• Ausgewählter Text:
================

Studie zu Flucht und Klimawandel Lebensraum von einer Milliarde Menschen im Jahr 2050 bedroht

Umweltveränderungen und politische Konflikte werden in den nächsten Jahrzehnten viele Länder der Erde fast unbewohnbar machen. Das wird Migrationsbewegungen massiv verstärken, wie eine neue Studie des Institute for Economics and Peace aufzeigt.
Bedrohte Natur im Pazifik: Ein Junge sitzt am Sandstrand auf der Fidschi-Insel Kiribati neben Abfällen

Bedrohte Natur im Pazifik: Ein Junge sitzt am Sandstrand auf der Fidschi-Insel Kiribati neben Abfällen

Foto: Christiane Oelrich / dpa

Im Jahr 2050 könnte einer Studie zufolge der Lebensraum von mehr als einer Milliarde Menschen auf der Welt bedroht sein. Die Folgen des Klimawandels, Konflikte und Unruhen könnten etliche dieser Menschen dazu drängen, ihre Heimatländer zu verlassen, wie eine Untersuchung des Thinktanks Institute for Economics and Peace prognostiziert, die am Mittwoch in London vorgestellt wurde.

Besonders bedrohte Hotspots sind demnach die afrikanische Sahelzone, weiter südlich liegende afrikanische Staaten wie Angola oder Madagaskar sowie der Nahe Osten von Syrien bis Pakistan. Als größte Gefahren sehen die Studienautoren Stürme und Überflutungen, aber auch Wasserknappheit und eine unsichere Versorgung mit Lebensmitteln. Bei ihren Berechnungen gehen die Wissenschaftler davon aus, dass Naturkatastrophen mindestens mit gleicher Regelmäßigkeit auftreten wie in den vergangenen Jahrzehnten.

================

• Ihre Aufgaben:
- a) Beantworten Sie zum Artikel über die Klimastudie diese Fragen:
(i) Welcher Thinktank hat die Untersuchung erstellt?
(ii) In welcher Stadt und an welchem Wochentag wurde sie vorgestellt?
(iii) Welche Gefahren sehen die Studienautoren als die größten an?
- b) Schreiben Sie den Artikel über die Klimastudie im Anschluss an seinen letzten Satz weiter.
Für die Arbeit am Text haben die Einträge keine Bedeutung.

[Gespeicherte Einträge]
================

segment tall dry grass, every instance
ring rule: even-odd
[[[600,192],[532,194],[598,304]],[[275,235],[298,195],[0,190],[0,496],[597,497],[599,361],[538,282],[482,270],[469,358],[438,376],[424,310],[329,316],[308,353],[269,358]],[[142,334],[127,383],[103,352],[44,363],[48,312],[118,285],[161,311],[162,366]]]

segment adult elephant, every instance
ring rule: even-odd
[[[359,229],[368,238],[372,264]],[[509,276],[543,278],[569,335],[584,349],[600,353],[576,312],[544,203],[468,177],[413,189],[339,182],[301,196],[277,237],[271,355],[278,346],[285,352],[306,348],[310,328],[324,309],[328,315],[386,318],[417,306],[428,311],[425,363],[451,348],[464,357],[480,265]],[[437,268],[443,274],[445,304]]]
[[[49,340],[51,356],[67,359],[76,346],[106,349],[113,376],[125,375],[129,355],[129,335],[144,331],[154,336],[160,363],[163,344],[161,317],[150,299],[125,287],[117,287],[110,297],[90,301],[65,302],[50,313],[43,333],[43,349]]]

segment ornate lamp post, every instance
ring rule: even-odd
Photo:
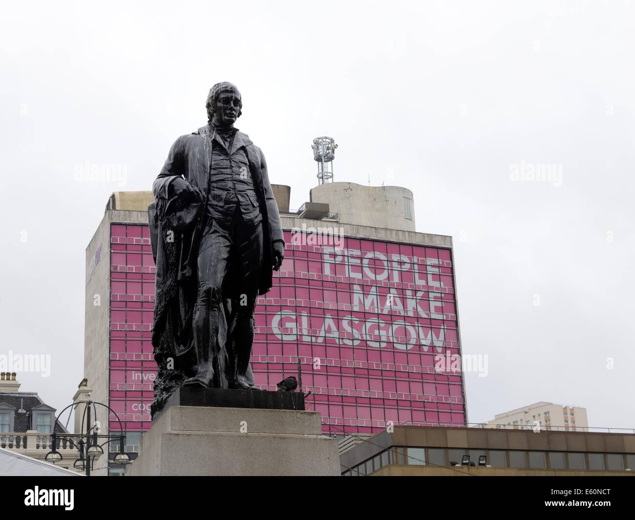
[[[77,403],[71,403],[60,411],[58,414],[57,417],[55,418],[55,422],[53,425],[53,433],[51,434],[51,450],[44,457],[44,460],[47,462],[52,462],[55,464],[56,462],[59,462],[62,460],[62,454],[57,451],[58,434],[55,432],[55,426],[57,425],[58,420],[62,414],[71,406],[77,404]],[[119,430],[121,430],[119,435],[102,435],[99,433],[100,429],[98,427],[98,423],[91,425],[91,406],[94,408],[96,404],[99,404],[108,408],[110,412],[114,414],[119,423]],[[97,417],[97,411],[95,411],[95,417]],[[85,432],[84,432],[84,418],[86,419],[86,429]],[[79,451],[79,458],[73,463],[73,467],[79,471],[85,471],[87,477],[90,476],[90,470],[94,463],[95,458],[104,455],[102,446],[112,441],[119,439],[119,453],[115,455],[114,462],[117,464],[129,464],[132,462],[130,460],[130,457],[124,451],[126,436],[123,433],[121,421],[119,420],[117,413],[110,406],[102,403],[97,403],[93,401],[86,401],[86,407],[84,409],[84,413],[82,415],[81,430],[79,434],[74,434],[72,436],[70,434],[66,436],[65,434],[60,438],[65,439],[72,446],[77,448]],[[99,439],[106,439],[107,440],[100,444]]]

================

• Antworten:
- a)
(i) Das Institute for Economics and Peace.
(ii) In London, am Mittwoch.
(iii) Stürme und Überflutungen, aber auch Wasserknappheit und eine unsichere Versorgung mit Lebensmitteln.

- b)
Insgesamt machen die Forscher anhand etlicher Faktoren 31 Staaten aus, die sie als nicht widerstandsfähig genug einstufen, um die ökologischen und politischen Veränderungen der kommenden Jahrzehnte zu schultern. Das werde diese Länder vielleicht nicht vollständig unbewohnbar machen, aber doch etliche Bürger zum Umsiedeln zwingen. Die Bevölkerung dieser Länder mache mehr als eine Milliarde der Weltbevölkerung aus.

Ressourcenknappheit führt zu Konflikten

Die Autoren sehen einen Zusammenhang zwischen politischen Konflikten und ökologischen Bedrohungen: Je weniger Frieden in einer Region herrsche, desto eher drohe der Kollaps. "Es ist eine Art Teufelskreis. Durch Konflikte werden die natürlichen Ressourcen von Ländern zerstört - und die Knappheit wiederum führt dann zu weiteren Konflikten", wie Autor Steve Killelea erklärt. So sei es etwa im Jemen der Fall.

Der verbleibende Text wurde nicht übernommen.